◆ READING TEXT ◆
<<<<
The average person with Parkinson’s lot is not a happy one. An increasingly acknowledged litany of non-motor symptoms add to the obvious freezes, shakes, rattles and rules that make up our daily repertoire of silly walks. We shuffle and glide, mambo and tango our way for the entertainment of others it seems. Fortunately our inability to “just walk properly for goodness sake” comes with a thick skin to protect us from the slings and arrows of our outrageous misfortune (to slightly misquote the Bard).

Each day represents another minor erosion of vulnerabilities, another minor pique to add to the already bristling catalogue of biochemical insults we endure. Parkinson’s plays grandmother’s footsteps with us. We stare resolutely ahead while all the while Parkinson’s creeps stealthily up behind us. It’s a cunning little so-and-so.

But something’s changed. And I can’t quite put my finger on it.
>>>>
◆ PROBLEM TO SOLVE ◆
Continue the piece about living with Parkinson's, starting right after its final sentence.

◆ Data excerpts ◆
<<<<
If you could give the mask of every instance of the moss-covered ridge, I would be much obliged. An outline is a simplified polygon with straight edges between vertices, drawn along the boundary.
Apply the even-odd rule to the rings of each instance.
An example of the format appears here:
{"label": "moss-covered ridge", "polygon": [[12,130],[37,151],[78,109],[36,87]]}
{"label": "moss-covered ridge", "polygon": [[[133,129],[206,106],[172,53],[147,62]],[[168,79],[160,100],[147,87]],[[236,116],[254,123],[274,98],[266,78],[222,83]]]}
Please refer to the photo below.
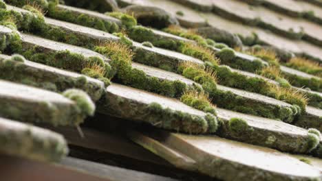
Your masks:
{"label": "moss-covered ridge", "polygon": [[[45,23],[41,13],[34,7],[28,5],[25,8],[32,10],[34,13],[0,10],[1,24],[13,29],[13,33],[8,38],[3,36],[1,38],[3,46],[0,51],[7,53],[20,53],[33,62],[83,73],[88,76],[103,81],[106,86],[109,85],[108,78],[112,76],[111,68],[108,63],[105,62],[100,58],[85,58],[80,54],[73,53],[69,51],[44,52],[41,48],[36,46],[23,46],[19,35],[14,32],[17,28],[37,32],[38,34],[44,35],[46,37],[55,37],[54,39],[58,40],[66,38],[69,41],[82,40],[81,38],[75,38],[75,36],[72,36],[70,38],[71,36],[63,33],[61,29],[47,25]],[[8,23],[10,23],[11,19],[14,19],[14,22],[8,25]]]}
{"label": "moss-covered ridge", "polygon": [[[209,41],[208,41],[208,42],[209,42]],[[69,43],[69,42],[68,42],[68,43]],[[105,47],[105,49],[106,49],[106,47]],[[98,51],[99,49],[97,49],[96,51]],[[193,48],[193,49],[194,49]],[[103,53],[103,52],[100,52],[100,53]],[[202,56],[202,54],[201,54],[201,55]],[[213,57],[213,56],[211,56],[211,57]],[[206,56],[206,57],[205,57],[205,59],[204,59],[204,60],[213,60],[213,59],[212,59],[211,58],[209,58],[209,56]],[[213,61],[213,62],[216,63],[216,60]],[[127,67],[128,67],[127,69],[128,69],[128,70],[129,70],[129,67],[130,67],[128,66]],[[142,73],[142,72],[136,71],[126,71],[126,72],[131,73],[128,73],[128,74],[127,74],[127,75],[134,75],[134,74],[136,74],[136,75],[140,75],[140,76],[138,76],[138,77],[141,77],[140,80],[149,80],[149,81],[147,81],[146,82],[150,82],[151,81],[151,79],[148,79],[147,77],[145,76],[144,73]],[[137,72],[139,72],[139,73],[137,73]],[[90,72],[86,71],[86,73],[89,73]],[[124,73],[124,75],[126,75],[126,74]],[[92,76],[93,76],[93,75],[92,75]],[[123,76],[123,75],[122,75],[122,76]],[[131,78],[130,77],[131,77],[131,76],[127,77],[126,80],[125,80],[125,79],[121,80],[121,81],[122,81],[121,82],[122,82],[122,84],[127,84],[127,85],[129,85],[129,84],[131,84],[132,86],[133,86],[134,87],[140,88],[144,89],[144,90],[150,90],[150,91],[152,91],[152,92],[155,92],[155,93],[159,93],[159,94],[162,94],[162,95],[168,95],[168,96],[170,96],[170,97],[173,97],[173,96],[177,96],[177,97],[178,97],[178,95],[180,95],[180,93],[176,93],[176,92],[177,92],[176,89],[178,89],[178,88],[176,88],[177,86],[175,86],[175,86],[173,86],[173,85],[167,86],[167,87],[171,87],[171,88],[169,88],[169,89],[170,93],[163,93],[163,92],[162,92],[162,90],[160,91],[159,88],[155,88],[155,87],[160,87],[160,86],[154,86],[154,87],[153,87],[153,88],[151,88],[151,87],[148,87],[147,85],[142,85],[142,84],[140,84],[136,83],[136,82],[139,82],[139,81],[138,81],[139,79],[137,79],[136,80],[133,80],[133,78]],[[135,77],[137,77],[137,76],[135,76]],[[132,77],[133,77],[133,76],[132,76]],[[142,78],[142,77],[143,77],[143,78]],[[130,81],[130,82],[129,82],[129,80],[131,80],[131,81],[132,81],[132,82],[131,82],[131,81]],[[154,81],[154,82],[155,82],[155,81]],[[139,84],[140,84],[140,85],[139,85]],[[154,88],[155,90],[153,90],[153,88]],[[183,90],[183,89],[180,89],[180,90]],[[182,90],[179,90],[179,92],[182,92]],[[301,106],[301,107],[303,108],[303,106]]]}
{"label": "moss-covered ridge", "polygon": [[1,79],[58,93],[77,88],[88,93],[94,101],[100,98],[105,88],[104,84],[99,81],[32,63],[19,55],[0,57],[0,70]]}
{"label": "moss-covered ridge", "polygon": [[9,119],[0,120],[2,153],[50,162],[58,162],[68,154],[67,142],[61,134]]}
>>>>
<<<<
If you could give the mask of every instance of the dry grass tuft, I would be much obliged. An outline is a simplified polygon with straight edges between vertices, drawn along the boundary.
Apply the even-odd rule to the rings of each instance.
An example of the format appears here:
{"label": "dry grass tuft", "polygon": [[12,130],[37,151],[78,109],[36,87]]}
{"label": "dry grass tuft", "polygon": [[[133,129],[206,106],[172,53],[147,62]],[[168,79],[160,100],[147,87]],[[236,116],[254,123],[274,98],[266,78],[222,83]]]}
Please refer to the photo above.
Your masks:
>>>>
<<<<
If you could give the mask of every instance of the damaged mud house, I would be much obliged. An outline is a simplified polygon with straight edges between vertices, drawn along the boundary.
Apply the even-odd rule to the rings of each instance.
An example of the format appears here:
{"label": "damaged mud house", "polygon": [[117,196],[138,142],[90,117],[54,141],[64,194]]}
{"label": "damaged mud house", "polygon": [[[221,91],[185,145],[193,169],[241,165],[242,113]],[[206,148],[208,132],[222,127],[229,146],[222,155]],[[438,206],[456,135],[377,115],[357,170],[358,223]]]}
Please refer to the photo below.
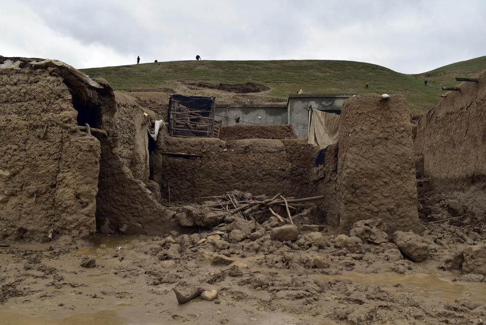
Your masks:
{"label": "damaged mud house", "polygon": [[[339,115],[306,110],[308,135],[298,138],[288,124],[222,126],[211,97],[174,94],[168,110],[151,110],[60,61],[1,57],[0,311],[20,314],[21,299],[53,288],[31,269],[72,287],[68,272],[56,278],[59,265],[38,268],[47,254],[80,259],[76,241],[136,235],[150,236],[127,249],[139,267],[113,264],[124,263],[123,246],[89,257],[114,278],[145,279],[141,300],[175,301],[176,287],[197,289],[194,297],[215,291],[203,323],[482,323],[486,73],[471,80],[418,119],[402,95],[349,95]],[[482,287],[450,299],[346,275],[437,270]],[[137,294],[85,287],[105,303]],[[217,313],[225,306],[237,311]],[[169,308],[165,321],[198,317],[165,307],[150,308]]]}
>>>>
◆ EXPECTED ANSWER ◆
Let me backtrack a little. Over the last few weeks I have found myself on the road talking to scientists and people with Parkinson’s. Okay, what’s new – I have done that many times before. Indeed that is pretty much what I do. I talk to people who have Parkinson’s, scientists who research Parkinson’s, clinicians who treat Parkinson’s and the general public which, for the most part, is very little interested in Parkinson’s. And from each of these constituents I form a picture of the condition, a mental map of Parkinson’s and where it’s going.

The last couple of months have been quite illuminating. I have been to Sweden and talked with an old friend, a gutsy and provocative long-term advocate about the role of ethics in self experimentation. I have talked to a visionary laboratory head in Switzerland determined to make sure that patients have a real and not tokenistic role in their research endeavours. I have sat in on the machinations of the Linked Clinical Trials’s august program committee and occasionally chipped in. I have been to the annual Rallying to the Challenge in Parkinson’s Disease conference in Grand Rapids, Michigan, its usual heady brew of patients and scientists jostling for each other’s attention. I have appeared in a webinar about how Parkinson’s begins and a Facebook live session about the impact of nonmotor symptoms. I’ve been a busy boy. I’ve talked and listened, spoken and heard. I have met friends old and new.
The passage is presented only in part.